Task directions: Every line of the records below that holds the word "soap" belongs in the answer.

Extracted data entries:
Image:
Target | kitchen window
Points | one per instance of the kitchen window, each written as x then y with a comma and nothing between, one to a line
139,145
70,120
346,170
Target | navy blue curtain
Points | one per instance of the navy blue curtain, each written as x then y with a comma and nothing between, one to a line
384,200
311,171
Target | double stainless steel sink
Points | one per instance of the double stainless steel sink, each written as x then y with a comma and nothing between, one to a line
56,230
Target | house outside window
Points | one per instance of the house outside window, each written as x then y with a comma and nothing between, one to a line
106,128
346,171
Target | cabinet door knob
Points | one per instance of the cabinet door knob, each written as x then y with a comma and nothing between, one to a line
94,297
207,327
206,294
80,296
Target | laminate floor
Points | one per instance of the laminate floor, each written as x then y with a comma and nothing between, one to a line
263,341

---

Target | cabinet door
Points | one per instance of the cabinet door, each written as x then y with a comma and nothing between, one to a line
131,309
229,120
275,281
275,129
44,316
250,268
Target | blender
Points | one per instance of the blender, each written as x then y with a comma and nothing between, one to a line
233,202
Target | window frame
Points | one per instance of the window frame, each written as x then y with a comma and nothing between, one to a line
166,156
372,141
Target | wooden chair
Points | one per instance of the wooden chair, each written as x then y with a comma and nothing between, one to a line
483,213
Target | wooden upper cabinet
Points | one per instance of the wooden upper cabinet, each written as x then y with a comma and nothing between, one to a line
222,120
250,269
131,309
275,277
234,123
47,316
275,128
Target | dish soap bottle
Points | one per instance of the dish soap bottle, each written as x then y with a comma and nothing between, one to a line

* * *

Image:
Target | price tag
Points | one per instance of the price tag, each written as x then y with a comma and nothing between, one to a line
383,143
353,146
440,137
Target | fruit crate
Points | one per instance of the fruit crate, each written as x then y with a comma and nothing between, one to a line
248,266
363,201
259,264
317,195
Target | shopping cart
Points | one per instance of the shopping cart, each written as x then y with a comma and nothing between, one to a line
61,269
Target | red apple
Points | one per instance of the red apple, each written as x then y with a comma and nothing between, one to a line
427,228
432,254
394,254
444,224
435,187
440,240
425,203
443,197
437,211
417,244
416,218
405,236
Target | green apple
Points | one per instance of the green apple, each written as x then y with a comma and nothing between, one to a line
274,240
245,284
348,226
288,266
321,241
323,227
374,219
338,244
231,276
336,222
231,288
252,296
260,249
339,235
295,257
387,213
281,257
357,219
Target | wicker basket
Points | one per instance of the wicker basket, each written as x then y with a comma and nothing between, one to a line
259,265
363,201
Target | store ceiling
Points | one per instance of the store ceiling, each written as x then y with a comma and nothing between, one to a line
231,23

The answer:
Target | dish soap bottle
Points | one per instance of the dish soap bottle, each written as x then y with a comma and nothing between, one to a line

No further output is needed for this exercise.